WHAT TO WORK ON:
Convert every entry into a two-column CSV headed input and output, with one row per entry. Put each entry's text and its answer in separate quoted fields, replacing line breaks with spaces.

>> start

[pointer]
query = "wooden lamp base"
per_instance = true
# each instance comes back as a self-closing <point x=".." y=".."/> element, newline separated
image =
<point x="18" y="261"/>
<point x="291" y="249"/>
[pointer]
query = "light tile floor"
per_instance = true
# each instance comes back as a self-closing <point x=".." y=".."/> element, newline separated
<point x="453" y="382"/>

>> end

SOLUTION TO THIS EXERCISE:
input,output
"[pointer] query = ""wooden lamp base"" per_instance = true # each instance comes back as a self-closing <point x="".."" y=""..""/> element, newline separated image =","<point x=""18"" y=""261""/> <point x=""291"" y=""249""/>"
"[pointer] query = ""light tile floor"" per_instance = true # each instance comes back as a self-closing <point x="".."" y=""..""/> element, newline separated","<point x=""453"" y=""382""/>"